The chopper smashed through the roof of the crowded pub, where more than 100 revellers were listening to a band, local time.
Witnesses said the helicopter, carrying two police officers and a civilian pilot, dropped like a stone.
People inside the pub heard a whoosh before the roof caved in.
Firefighters said they had made "some contact" with people in the wreckage of the single-storey building, which was "very unstable".
"It's a case of working hard within the building to try to determine how many casualties are there," said fire brigade officer Lewis Ramsay. "We are determined that we are going to get the building stable and we will carry out those rescues."
Ramsay said the 125 firefighters at the scene had "rescued numerous casualties" who had "multiple types of injuries".
Scotland's First Minister Alex Salmond confirmed that a police helicopter was involved in the "tragic accident".
"Given an incident of this scale we must all prepare ourselves for the likelihood of fatalities," he said.
An AFP photographer at the scene said the helicopter appeared to have smashed through the top of the pub on the banks of the River Clyde.
A rotor blade could be seen protruding from the roof.
Police Scotland Deputy Chief Constable Rose Fitzpatrick said it was not yet known why the Eurocopter EC135 helicopter crashed.
"I can confirm there are a number of casualties but it is too early at this stage to provide further details."
Witnesses told of confusion, terror and bravery after the accident.
Grace MacLean, who was inside at the time of the crash, told BBC News that the revellers were listening to a ska band.
"We were all just having a nice time and then there was like a 'whoosh' noise - there was no bang, there was no explosion," she said.
"And then there was some smoke, what seemed like smoke. The band were laughing and we were all joking that the band had made the roof come down.
"They carried on playing, then it started to come down more and someone started screaming and then the whole pub just filled with dust. You couldn't see anything, you couldn't breathe."
Members of the band, Esperanza, later said on their Facebook page that they were all well.
Labour MP Jim Murphy told the BBC he was driving through the area soon after the incident.
"I jumped out and tried to help," he said. "There were people with injuries. Bad gashes to the head. Some were unconscious. I don't know how many."
He said he and other people formed a human chain to get survivors out.
"The helicopter was inside the pub. It's a mess. I could only get a yard or two inside. I helped carry people out."
The pub is near Glasgow Central Mosque, the largest Muslim place of worship in Scotland. Mosque officials said they would make its premises and volunteers available to help the rescue effort.
The editor of the Scottish edition of the Sun newspaper, Gordon Smart, said he saw the helicopter coming down.
"It was just such a surreal moment. It looked like it was dropping from a great height at a great speed," he told Sky News.
"There was no fireball and I did not hear an explosion. It fell like a stone. The engine seemed to be spluttering."
British Prime Minister David Cameron said: "My thoughts are with everyone affected by the helicopter crash in Glasgow - and the emergency services working tonight."

▶ [Problems]
a - Answer these questions from the helicopter crash report, one line each:
(i) How many firefighters were at the scene?
(ii) What kind of band did Grace MacLean say the revellers were listening to?
(iii) What model of helicopter crashed?
b - Copy the stretch of the helicopter crash report from "Members of the" through "the rescue effort." word for word.

▶ [Rows]
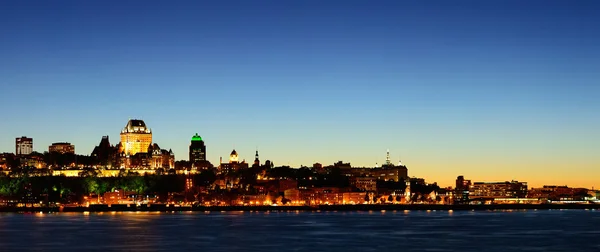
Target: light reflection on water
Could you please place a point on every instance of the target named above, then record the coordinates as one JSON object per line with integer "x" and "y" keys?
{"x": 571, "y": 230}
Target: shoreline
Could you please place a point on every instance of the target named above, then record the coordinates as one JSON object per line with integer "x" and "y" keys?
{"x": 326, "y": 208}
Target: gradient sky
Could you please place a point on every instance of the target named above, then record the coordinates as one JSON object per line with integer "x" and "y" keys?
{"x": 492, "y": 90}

==

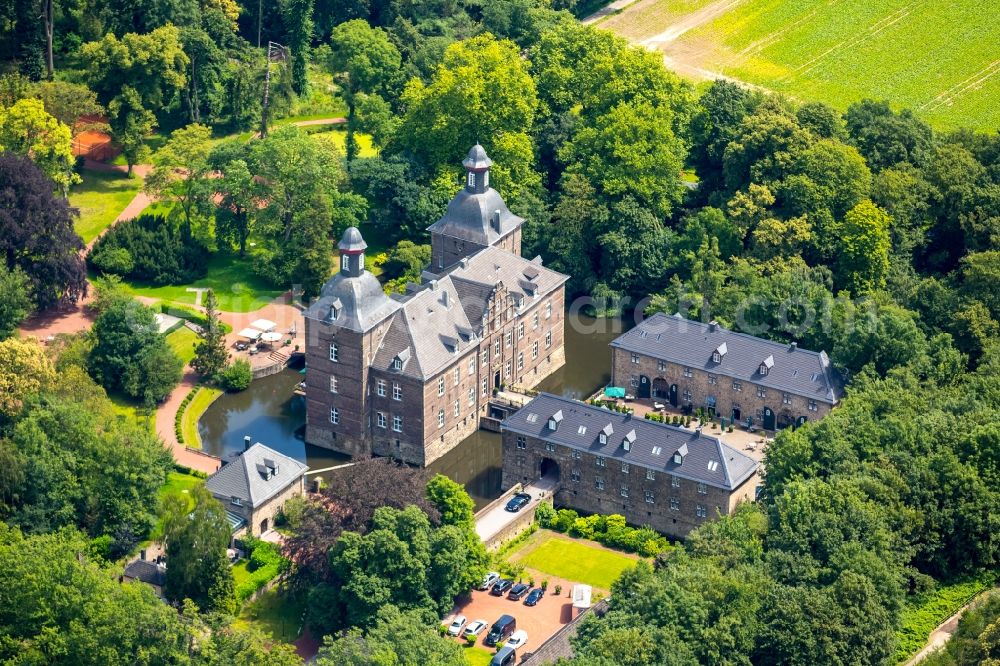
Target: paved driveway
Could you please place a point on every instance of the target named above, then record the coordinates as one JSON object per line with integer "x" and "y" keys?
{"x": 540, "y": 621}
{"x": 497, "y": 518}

▶ [Answer set]
a -
(i) 125
(ii) A ska band
(iii) A Eurocopter EC135

b -
Members of the band, Esperanza, later said on their Facebook page that they were all well.
Labour MP Jim Murphy told the BBC he was driving through the area soon after the incident.
"I jumped out and tried to help," he said. "There were people with injuries. Bad gashes to the head. Some were unconscious. I don't know how many."
He said he and other people formed a human chain to get survivors out.
"The helicopter was inside the pub. It's a mess. I could only get a yard or two inside. I helped carry people out."
The pub is near Glasgow Central Mosque, the largest Muslim place of worship in Scotland. Mosque officials said they would make its premises and volunteers available to help the rescue effort.